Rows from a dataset
-- -- --

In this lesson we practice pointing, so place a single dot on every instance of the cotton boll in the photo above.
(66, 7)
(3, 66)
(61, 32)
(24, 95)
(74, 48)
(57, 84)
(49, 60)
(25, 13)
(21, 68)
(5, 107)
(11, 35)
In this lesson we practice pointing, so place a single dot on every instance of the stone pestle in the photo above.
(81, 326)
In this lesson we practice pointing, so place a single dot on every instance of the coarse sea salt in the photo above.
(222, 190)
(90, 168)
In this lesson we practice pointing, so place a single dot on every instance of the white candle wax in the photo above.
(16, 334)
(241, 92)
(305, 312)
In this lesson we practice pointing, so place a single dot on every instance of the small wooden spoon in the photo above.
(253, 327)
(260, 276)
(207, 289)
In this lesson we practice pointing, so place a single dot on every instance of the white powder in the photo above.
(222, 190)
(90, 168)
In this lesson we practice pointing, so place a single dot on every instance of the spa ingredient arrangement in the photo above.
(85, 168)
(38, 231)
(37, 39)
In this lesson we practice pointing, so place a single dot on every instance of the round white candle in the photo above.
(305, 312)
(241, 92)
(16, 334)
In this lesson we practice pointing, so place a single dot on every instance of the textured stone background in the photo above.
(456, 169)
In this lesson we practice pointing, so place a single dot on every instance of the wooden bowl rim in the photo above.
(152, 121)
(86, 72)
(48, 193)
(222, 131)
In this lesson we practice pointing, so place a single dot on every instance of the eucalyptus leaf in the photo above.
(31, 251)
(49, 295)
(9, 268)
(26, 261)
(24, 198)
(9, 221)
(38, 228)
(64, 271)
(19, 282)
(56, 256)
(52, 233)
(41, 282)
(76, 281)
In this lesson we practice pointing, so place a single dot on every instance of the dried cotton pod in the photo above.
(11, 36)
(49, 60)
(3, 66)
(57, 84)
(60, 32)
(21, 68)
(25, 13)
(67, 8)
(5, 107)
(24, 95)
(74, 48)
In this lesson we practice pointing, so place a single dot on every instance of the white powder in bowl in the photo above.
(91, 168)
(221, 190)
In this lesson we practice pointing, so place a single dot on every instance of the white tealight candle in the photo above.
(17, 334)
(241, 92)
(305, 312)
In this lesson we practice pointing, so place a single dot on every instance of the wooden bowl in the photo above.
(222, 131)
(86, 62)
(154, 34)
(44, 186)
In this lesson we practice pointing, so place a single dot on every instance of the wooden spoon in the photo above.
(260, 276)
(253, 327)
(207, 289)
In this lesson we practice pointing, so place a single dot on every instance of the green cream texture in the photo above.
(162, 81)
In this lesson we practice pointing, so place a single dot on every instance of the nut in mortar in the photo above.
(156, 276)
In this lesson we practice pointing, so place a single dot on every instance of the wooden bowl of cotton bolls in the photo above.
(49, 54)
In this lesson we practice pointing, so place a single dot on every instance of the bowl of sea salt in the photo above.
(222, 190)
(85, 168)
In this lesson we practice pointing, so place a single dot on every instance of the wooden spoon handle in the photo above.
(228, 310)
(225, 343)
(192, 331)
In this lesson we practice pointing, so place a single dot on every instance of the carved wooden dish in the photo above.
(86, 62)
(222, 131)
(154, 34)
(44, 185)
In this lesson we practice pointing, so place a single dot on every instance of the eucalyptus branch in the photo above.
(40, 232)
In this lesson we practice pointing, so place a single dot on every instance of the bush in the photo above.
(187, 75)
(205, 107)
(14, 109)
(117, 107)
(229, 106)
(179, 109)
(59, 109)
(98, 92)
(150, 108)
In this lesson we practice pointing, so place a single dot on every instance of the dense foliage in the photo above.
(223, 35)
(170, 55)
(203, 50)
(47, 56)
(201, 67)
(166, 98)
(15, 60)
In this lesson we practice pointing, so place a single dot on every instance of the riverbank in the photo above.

-- -- --

§ **INSTRUCTIONS TO FOLLOW**
Recopy the whole listing exactly.

§ **SOLUTION FOR THIS PROBLEM**
In this lesson we practice pointing, so place a single dot on every instance of the cotton boll in the photo above.
(66, 7)
(3, 66)
(61, 32)
(24, 95)
(74, 48)
(57, 84)
(49, 60)
(25, 13)
(21, 68)
(5, 107)
(11, 35)
In this lesson we practice pointing, so place a single dot on every instance of the stone pestle in the photo above.
(81, 326)
In this lesson we practice pointing, so place a single dot on every instance of the coarse sea salt in the photo above.
(222, 190)
(90, 168)
In this lesson we practice pointing, so place a single dot on every instance of the white candle wax in the photo above.
(16, 334)
(241, 92)
(305, 312)
In this lesson we practice pointing, so place a single dot on every instance of the small wooden spoon in the photo above.
(253, 327)
(260, 276)
(207, 289)
In this lesson we practice pointing, so place a single dot on every instance of the white powder in the photo above.
(222, 190)
(90, 168)
In this lesson we practice pointing, so place a single dot on every instance of the spa ingredient arrangement in the photo above.
(85, 168)
(38, 231)
(37, 39)
In this lesson we practice pointing, so place a single dot on every instance of the round white candle in the photo above.
(305, 312)
(241, 92)
(16, 334)
In this lesson we practice pointing, so place a single dot on every instance of the textured stone background in the photo above.
(456, 169)
In this lesson we practice pointing, so place a single dot on every instance of the wooden bowl rim in the photo above.
(152, 121)
(86, 72)
(48, 193)
(222, 131)
In this lesson we practice pointing, so place a single dot on every instance of the eucalyptus leaf in the photo above.
(31, 251)
(49, 295)
(9, 268)
(26, 261)
(24, 198)
(9, 221)
(38, 228)
(64, 271)
(19, 282)
(56, 256)
(52, 233)
(41, 282)
(76, 281)
In this lesson we practice pointing, so place a single dot on every instance of the dried cotton pod in the photo above.
(11, 36)
(49, 60)
(3, 66)
(57, 84)
(60, 32)
(21, 68)
(25, 13)
(67, 8)
(5, 107)
(24, 95)
(74, 48)
In this lesson we practice pointing, so place a single dot on every instance of the white powder in bowl in the photo above.
(91, 168)
(221, 190)
In this lesson we practice pointing, so place a single dot on every instance of the white tealight candle in the photo above.
(17, 334)
(241, 92)
(305, 312)
In this lesson we practice pointing, so place a single dot on every instance of the wooden bowl in the photo above.
(222, 131)
(86, 62)
(154, 34)
(44, 186)
In this lesson we practice pointing, so place a single dot on every instance of the wooden spoon in the photo above.
(260, 276)
(253, 327)
(207, 289)
In this lesson we practice pointing, so place a single dot on every instance of the green cream texture in the photo above.
(162, 81)
In this lesson we practice pointing, so place a single dot on every instance of the nut in mortar in the photo above.
(156, 276)
In this lesson we practice pointing, so place a single dot on every instance of the wooden bowl of cotton bolls in the photo above.
(49, 54)
In this lesson we practice pointing, so place a single dot on every instance of the bowl of sea salt in the photo above.
(222, 190)
(85, 168)
In this lesson we practice pointing, so place a single dot on every instance of the wooden spoon handle in the photo above.
(228, 310)
(225, 343)
(192, 331)
In this lesson we practice pointing, so place a single dot on every instance of the carved wooden dish in the photo above.
(86, 62)
(222, 131)
(154, 34)
(44, 185)
In this lesson we practice pointing, so place a single dot on every instance of the eucalyptus branch in the photo above.
(40, 232)
In this lesson we practice pointing, so place a single dot on every instance of the bush in the photo above.
(187, 75)
(205, 107)
(14, 109)
(117, 107)
(229, 106)
(179, 109)
(59, 109)
(98, 92)
(150, 108)
In this lesson we practice pointing, so place a single dot on every instance of the dense foliage in the photo above.
(223, 35)
(170, 55)
(203, 50)
(47, 56)
(201, 67)
(166, 98)
(15, 60)
In this lesson we practice pointing, so place a single dot on every instance of the riverbank in the photo above.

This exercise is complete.